— start of Document segment —
US4977382AExpiredUtility
Vector modulator phase shifter
Est. expiryAug 23, 2008(expired)· nominal 20-yr term from priority
H01P 1/185
77
PatentIndex Score
25
Cited by
15
References
24
Claims
Abstract
A monolithic microwave integrated circuit (MMIC) phase shifter is implemented in push-pull configuration with the quadrant selection and vector modulation functions combined. These functions are provided by four sets of adjustable gate-width dual-gate FETs and a pair of lumped element filter networks with a relative differential phase shift of 90°.
Claims
exact text as granted — not AI-modifiedWe claim:
1. A phase shifter for shifting the phase of an input signal by a predetermined amount comprising: first level adjusting means coupled to receive the input signal and responsive to a first control signal for adjusting the level of the input signal by a first predetermined amount determined by the first control signal; second level adjusting means coupled to receive the input signal and responsive to a second control signal for adjusting the level of the input signal by a second predetermined amount determined by the second control signal; means coupled to said second level adjusting means for receiving the associated level-adjusted signal and shifting the phase of the associated level-adjusted signal by 90°; control means for generating the first and second control signals appropriate for producing the output signal with the predetermined phase when the signals are combined; and means for combining the input signal the level of which has been adjusted by said first level adjusting means with the 90°-phase shifted input signal the level of which has been adjusted by said second level adjusting means to produce an output signal the phase of which is shifted from the phase of the input signal by the predetermined amount.
— end of Document segment —
Work instructions -
• a. Shorten the paragraph of the phase shifter patent that begins "A monolithic microwave integrated circuit" into a brief bulleted list that keeps its main facts.
• b. Carry on the phase shifter patent from the end of claim 1.
— start of Provided data —
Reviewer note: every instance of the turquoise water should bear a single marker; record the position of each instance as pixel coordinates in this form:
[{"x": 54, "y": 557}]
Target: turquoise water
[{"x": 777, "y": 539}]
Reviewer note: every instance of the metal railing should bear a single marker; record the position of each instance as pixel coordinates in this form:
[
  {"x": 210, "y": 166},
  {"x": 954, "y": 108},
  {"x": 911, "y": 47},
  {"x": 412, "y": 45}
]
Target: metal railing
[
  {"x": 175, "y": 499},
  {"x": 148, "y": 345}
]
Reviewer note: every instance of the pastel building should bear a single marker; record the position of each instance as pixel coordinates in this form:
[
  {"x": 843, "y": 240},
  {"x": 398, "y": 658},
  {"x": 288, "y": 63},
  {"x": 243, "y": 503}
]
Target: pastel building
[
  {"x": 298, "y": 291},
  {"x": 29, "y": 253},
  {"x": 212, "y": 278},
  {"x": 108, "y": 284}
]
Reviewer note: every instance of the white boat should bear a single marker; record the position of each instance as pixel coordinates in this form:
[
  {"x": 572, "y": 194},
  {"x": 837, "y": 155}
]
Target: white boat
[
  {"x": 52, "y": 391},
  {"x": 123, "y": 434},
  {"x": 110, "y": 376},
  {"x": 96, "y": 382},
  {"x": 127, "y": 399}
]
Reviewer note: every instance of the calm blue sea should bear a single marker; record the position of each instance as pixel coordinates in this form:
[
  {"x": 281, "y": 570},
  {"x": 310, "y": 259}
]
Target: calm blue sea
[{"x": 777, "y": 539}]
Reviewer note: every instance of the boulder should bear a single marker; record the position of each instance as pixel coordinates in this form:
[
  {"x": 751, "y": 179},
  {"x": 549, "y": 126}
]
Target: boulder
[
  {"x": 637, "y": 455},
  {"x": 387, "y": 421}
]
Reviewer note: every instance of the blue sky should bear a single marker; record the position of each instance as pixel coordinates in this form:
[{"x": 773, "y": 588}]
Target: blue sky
— end of Provided data —
Results for each task -
• a.
- It is a monolithic microwave integrated circuit (MMIC) phase shifter in a push-pull configuration.
- It combines the quadrant selection and vector modulation functions.
- Four sets of adjustable gate-width dual-gate FETs and a pair of lumped element filter networks provide these functions.
- The two filter networks have a relative differential phase shift of 90°.

• b.
2. A phase shifter according to claim 1 wherein each of said level adjusting means comprises field effect transistor (FET) means, and said control means generates, for each control signal, a biasing signal for biasing the D.C. level of the signal input to each of said FET means, and an actuating signal which when applied with the biasing signal to said FET means selectively turns on said FET means.
3. A phase shifter for shifting the phase of an input signal by a predetermined amount comprising: first level adjusting means coupled to receive the input signal and responsive to a first control signal for adjusting the level of the input signal by a first predetermined amount determined by the first control signal; means for shifting the phase of the input signal by 180°; second level adjusting means coupled to receive the 180°-phase shifted input signal and responsive to a second control signal for adjusting the level of the 180°-phase shifted input signal by a second predetermined amount determined by the second control signal; third level adjusting means coupled to receive the input signal and responsive to a third control signal for adjusting the level of the input signal by a third predetermined amount determined by the third control signal; fourth level adjusting means coupled to receive the 180°-phase shifted input signal and responsive to a fourth control signal for adjusting the level of the 180°-phase shifted input signal by a fourth predetermined amount determined by the fourth control signal; means coupled to said third level adjusting means and said fourth level adjusting means for shifting the phases of the associated signals 90°; control means for generating the first, second, third and fourth control signals appropriate for producing the desired phase of the output signal when the signals are combined; and means for combining the input signals the levels of which have been adjusted by said first and second level adjusting means with the 90°-phase shifted input signals, the levels of which have been adjusted by said third and fourth level adjusting means, to produce an output signal the phase of which is shifted from the phase of the input signal by the predetermined amount.
4. A phase shifter according to claim 3 wherein each of said level adjusting means comprises a plurality of field effect transistor (FET) means, and said respective control signal selectively turns each of said FET means within said level adjusting means on and off for adjusting the signal level according to the cumulative conduction provided by said plurality of FET means.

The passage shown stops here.